Fragment tekstu:
━━━━━━━━━━━━━━━━━━━━━━━━━━━━━━

"Muzułmanie, terroryści", "jesteśmy u siebie". Kilkunastu zatrzymanych w Brukseli

Aktualizacja:
Incydenty z udziałem belgijskich nacjonalistów
Incydenty z udziałem belgijskich nacjonalistów
tvn24
W Brukseli doszło do incydentów z udziałem skrajnej prawicytvn24

Zaplanowany na niedzielę w Brukseli marsz "Nie dla strachu" został odwołany. Na miejscu, gdzie miała się odbyć demonstracja, doszło jednak do incydentów. Na głównym placu miasta pojawiła się grupa agresywnych manifestantów, którzy wykrzykiwali antymuzułmańskie hasła i odpalili race. Belgijska policja zatrzymała kilkanaście osób.

- Bezpieczeństwo naszych obywateli jest absolutnych priorytetem - mówił, informując o odwołaniu marszu "Nie dla strachu" jego organizator Emmanuel Foulon. - Całkowicie zgadzam się z prośbą władz o odłożenie tego planu na późniejszy termin. My z kolei prosimy o obywateli, by nie przybywali do Brukseli w niedzielę - dodał.

Burmistrz Brukseli Yvan Mayeur oraz minister spraw wewnętrznych Jan Jambom wcześniej zwrócili się do organizatorów z prośbą o przełożenie zaplanowanego na niedzielę w Brukseli marszu "Nie dla strachu".

- Biorąc pod uwagę poziom bezpieczeństwa, możliwości policji, minister spraw wewnętrznych i burmistrz proszą o przełożenie jutrzejszego zgromadzenia - napisał burmistrz na Twitterze.

Incydenty na głównym placu miasta

Jak donosił reporter TVN24 na placu, gdzie miał odbyć się marsz doszło jednak do incydentów. Grupa ludzi, która przyszła złożyć hołd ofiarom ataków terrorystycznych, została zepchnięta przez przedstawicieli grup nacjonalistycznych.

Setki, głównie zamaskowanych, ubranych na czarno mężczyzn odpalały race. Wznosili okrzyki: "Muzułmanie, terroryści", "Jesteśmy u siebie", etc. Na jednym z transparentów napisano: "Zjednoczeni przeciwko Państwu Islamskiemu". Doszło do konfrontacji obu grup. Przekrzykiwano się na hasła i poglądy, kilka osób próbowało wyrwać prawicowcom transparent. Wiele osób uciekło, bojąc się o swoje bezpieczeństwo. Słychać było granaty hukowe, ze strony agresywnych manifestantów leciały butelki i puszki.

BBC podaje, że policja interweniowała, gdyż niektórzy demonstranci zaczepiali muzułmanki w tłumie i wykonywali gesty hitlerowskiego pozdrowienia. Agencja AFP pisze z kolei. że ubrani na czarno nacjonaliści wykrzykiwali "jesteśmy chuliganami", określali się mianem "prawdziwych Belgów". Policja użyła armatek wodnych,wobec demonstrantów, którzy obrzucali siły bezpieczeństwa koktajlami Mołotowa.

━━━━━━━━━━━━━━━━━━━━━━━━━━━━━━

Prezentowane dane:
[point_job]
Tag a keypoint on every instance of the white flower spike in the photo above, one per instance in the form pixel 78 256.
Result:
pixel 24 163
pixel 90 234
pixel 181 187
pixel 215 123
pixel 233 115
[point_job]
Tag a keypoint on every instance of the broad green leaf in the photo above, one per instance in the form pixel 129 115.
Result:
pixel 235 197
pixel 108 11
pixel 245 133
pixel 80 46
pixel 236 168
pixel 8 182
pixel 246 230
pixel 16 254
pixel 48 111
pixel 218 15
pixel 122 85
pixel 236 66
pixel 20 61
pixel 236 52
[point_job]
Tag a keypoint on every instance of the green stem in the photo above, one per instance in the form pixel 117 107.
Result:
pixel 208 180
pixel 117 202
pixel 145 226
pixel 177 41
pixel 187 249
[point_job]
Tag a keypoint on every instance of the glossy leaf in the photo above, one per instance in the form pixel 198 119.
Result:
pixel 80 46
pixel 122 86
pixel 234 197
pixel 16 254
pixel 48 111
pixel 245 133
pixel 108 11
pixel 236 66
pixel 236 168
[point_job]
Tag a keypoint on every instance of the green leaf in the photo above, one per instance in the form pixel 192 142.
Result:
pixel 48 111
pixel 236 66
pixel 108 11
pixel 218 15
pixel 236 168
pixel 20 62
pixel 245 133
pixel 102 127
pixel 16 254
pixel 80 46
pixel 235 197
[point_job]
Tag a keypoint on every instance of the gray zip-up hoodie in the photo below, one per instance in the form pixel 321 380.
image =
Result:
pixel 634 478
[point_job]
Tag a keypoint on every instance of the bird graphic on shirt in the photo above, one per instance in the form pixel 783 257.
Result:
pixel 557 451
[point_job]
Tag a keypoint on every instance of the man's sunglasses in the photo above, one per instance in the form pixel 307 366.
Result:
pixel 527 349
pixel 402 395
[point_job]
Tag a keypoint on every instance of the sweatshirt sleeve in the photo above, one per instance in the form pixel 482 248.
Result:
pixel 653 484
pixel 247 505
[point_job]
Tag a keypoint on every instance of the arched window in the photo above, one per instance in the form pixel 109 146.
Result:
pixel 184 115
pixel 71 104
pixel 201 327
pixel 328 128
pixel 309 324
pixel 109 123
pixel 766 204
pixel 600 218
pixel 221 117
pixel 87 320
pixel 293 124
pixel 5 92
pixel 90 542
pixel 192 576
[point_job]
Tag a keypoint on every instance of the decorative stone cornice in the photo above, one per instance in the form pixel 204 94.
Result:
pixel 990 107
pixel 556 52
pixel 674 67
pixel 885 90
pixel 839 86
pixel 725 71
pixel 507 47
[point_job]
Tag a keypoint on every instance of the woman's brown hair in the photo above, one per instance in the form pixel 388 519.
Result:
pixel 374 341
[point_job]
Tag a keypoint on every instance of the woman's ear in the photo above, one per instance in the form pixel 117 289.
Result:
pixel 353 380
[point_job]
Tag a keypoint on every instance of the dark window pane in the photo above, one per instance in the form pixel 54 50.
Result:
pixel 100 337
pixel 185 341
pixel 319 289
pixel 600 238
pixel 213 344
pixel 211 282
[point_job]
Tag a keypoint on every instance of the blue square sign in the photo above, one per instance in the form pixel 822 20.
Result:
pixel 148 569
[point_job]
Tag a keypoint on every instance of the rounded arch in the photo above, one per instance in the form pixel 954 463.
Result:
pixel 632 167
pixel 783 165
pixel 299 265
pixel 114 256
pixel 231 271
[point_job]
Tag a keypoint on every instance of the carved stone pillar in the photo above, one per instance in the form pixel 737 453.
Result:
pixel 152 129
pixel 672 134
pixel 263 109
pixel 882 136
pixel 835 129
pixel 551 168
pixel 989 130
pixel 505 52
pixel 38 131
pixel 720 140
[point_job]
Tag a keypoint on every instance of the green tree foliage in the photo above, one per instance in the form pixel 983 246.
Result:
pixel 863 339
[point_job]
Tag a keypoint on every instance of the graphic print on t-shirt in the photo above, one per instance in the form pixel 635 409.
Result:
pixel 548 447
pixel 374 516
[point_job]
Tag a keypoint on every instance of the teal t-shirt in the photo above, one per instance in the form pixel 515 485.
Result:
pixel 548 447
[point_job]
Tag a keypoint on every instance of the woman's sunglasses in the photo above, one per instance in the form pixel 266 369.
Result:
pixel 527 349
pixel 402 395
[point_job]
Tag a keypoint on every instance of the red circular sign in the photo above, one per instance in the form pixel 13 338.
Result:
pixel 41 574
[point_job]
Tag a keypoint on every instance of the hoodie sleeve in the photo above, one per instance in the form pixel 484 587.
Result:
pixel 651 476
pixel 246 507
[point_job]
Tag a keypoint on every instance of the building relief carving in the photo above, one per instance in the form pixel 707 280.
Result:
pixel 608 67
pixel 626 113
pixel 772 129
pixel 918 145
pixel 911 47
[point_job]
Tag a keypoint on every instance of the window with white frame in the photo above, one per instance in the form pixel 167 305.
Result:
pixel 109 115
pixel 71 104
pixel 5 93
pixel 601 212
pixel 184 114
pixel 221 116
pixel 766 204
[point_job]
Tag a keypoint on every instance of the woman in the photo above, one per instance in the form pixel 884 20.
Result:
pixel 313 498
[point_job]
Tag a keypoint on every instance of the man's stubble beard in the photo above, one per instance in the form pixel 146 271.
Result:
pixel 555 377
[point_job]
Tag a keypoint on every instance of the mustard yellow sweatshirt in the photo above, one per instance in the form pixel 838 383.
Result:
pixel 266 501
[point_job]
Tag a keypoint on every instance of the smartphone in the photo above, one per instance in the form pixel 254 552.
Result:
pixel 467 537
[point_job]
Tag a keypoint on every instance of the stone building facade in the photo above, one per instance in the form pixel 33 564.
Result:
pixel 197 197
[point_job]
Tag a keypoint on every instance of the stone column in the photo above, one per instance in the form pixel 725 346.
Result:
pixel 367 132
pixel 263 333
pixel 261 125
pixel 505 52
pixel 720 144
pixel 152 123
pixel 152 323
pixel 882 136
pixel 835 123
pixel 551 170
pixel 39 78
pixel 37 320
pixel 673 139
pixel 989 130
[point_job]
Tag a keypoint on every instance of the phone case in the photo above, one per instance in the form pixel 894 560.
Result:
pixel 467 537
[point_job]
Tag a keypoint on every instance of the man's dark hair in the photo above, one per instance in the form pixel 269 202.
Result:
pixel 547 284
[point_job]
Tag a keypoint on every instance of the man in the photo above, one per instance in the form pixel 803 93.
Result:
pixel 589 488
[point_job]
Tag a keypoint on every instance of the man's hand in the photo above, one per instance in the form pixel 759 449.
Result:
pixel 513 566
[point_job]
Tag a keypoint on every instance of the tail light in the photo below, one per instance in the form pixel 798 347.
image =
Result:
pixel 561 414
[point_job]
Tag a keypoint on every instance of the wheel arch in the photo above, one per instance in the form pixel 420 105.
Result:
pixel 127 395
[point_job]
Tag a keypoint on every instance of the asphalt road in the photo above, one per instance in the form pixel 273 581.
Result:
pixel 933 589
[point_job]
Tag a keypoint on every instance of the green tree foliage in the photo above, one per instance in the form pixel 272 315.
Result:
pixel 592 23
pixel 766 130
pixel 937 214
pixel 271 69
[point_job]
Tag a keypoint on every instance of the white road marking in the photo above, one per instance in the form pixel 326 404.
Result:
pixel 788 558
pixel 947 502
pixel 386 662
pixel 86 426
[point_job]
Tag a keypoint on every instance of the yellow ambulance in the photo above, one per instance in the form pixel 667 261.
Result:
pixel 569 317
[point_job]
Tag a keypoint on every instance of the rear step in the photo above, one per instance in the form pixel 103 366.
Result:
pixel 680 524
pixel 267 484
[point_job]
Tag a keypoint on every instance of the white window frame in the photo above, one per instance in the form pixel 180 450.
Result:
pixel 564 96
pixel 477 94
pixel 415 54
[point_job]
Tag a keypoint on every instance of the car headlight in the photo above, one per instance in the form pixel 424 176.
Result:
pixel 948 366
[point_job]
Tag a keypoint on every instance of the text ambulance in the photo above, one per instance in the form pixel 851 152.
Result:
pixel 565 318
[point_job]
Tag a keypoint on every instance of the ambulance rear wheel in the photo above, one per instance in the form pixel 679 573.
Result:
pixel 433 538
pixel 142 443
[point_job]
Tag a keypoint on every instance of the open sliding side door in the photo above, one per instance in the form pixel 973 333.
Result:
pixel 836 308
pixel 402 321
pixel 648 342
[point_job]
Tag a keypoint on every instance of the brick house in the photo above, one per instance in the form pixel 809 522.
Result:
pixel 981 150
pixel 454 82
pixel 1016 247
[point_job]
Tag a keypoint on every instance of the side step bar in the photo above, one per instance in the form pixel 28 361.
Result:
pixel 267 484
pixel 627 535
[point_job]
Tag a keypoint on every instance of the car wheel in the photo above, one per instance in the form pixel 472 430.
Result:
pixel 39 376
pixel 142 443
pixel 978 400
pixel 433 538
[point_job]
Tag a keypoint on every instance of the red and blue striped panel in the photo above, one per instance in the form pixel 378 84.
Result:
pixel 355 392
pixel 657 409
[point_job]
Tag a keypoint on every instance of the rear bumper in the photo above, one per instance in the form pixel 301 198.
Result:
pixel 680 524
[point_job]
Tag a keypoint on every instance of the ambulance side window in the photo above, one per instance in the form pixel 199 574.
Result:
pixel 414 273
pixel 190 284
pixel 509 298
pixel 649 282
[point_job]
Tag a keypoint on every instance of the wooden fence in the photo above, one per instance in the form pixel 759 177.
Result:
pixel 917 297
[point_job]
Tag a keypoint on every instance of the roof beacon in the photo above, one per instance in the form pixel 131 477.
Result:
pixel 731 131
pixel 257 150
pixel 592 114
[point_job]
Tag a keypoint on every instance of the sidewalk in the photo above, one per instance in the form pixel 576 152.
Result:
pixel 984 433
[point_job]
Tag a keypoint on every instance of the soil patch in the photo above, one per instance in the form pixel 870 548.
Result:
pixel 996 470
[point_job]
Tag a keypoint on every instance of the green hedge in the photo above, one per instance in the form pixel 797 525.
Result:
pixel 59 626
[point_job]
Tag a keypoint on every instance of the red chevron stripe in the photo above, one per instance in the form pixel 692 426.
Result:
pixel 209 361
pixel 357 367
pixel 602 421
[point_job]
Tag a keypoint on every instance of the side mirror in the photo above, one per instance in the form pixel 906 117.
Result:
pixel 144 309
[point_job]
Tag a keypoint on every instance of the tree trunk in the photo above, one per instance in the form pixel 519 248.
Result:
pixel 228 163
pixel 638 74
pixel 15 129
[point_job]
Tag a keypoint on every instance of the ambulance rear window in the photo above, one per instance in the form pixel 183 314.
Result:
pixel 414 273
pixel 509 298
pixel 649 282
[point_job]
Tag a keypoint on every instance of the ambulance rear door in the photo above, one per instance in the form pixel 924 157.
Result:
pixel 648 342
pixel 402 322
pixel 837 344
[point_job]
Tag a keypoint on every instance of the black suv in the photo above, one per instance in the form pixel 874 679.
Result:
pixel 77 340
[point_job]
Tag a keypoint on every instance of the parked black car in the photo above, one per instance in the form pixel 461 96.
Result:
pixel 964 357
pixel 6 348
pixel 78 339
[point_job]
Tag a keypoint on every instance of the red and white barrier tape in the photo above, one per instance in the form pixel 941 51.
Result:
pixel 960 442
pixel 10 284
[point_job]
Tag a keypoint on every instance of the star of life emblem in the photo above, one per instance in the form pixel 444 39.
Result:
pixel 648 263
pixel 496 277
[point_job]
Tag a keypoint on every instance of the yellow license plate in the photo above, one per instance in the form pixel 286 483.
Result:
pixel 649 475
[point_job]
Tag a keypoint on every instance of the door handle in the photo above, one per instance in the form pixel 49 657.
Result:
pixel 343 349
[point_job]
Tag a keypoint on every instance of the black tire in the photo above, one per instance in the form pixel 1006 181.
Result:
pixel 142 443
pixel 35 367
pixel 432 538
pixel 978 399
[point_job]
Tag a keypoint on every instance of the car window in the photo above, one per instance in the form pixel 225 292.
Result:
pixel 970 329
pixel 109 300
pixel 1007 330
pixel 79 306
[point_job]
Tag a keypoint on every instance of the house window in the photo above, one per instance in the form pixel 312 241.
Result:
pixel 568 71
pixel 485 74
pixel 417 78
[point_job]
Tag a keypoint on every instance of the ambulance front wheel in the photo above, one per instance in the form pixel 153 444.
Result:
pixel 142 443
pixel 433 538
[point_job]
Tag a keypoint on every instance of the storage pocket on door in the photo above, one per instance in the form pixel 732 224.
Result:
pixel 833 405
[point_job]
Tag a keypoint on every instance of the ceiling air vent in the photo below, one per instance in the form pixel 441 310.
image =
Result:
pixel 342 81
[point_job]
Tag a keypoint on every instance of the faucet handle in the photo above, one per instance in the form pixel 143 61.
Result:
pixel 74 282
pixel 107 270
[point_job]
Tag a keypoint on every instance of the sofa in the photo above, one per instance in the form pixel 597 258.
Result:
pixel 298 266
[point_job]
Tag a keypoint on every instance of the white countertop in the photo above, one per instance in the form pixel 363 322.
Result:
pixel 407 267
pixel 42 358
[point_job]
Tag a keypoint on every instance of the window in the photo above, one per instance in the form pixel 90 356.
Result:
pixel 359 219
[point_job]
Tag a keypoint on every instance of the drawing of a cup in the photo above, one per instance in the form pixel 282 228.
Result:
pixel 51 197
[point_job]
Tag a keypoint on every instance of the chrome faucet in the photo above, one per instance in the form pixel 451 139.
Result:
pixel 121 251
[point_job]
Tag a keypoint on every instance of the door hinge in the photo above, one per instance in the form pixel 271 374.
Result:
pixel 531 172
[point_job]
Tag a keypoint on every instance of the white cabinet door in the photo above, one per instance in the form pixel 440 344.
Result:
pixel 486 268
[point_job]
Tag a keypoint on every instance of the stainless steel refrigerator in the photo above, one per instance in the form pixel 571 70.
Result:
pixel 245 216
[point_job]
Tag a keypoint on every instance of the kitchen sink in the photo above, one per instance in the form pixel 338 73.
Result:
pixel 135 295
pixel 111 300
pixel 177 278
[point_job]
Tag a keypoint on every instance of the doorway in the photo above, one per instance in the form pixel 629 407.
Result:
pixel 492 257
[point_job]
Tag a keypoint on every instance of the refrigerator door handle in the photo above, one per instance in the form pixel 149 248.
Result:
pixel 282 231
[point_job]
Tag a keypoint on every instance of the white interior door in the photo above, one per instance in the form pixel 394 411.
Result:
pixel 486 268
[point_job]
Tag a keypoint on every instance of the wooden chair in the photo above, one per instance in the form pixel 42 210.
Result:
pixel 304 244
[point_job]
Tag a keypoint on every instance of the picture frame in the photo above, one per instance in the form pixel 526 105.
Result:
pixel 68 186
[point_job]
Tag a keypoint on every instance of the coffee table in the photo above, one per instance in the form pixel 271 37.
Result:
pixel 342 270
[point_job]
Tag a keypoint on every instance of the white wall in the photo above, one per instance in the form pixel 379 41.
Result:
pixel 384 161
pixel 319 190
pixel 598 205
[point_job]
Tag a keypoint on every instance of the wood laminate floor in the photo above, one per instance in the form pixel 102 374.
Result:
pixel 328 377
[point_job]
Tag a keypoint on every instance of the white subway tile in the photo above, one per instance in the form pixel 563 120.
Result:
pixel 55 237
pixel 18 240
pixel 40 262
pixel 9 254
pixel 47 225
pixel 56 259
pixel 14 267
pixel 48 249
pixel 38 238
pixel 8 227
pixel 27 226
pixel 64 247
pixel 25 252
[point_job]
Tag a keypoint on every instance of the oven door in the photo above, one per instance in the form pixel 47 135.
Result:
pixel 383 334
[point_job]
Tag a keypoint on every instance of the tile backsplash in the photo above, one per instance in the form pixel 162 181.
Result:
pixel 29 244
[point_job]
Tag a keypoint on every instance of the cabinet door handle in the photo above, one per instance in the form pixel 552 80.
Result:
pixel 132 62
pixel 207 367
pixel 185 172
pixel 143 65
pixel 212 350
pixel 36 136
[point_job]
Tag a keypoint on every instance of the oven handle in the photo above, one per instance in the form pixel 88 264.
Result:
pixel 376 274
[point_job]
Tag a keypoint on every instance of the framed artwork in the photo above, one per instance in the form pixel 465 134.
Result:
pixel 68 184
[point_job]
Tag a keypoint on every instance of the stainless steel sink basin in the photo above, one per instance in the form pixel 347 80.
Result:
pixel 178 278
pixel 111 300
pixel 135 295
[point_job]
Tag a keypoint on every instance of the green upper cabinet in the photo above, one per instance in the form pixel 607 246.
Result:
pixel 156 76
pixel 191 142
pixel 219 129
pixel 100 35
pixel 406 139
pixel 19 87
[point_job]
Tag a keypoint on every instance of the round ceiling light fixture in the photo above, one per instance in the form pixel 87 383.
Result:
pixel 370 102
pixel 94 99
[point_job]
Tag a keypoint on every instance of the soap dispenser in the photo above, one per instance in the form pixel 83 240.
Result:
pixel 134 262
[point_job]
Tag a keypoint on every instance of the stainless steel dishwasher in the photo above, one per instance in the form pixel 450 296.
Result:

━━━━━━━━━━━━━━━━━━━━━━━━━━━━━━

Zadanie pisemne A:
Na podstawie tekstu o incydentach w Brukseli proszę odpowiedzieć na poniższe pytania:
(i) Kto był organizatorem marszu „Nie dla strachu”?
(ii) Za pośrednictwem jakiego serwisu burmistrz Brukseli poprosił o przełożenie zgromadzenia?
(iii) Czego użyła policja wobec demonstrantów, którzy obrzucali siły bezpieczeństwa koktajlami Mołotowa?
Zadanie pisemne B: Proszę podjąć tekst o incydentach w Brukseli i napisać jego dalszy ciąg.

Odpowiedź A:
(i) Emmanuel Foulon.
(ii) Za pośrednictwem Twittera.
(iii) Armatek wodnych.

Odpowiedź B:
AFP podaje, że demonstrantów było ok. 200, a dziennik "Derniere Heure", że chodziło o ok. 450 kibiców, którzy przyjechali po południu z miasta Vilvoorde, na północy kraju.

Około godz. 15.30 policja przy użyciu polewaczek rozpędziła agresywnych demonstrantów. Policyjną akcję inni obecni na placu przywitali oklaskami.

Belgijska policja zatrzymała po niedzielnych awanturach kilkanaście osób.

W Brukseli doszło do incydentów z udziałem skrajnej prawicy
W Brukseli doszło do incydentów z udziałem skrajnej prawicy

"Bandziory przyjechały prowokować ludzi"

Premier Belgii Charles Michel potępił demonstrację nacjonalistów. - To, że protestujący zakłócili czas kontemplacji przy Giełdzie, jest wysoce niestosowne. Zdecydowanie potępiam te niepokoje - oświadczył. Burmistrz Brukseli Yvan Mayeur powiedział, że jest zbulwersowany tym, co się stało, "tym, że te bandziory tu przyjechały, by prowokować ludzi w miejscu pamięci".

Celem elektrownia?

W sobotę belgijski dziennik "La Derniere Heure" (DH) poinformował, że ochroniarz, który pracował w elektrowni atomowej w Belgii, dwa dni po zamachach w Brukseli został zamordowany, a jego przepustka zaginęła.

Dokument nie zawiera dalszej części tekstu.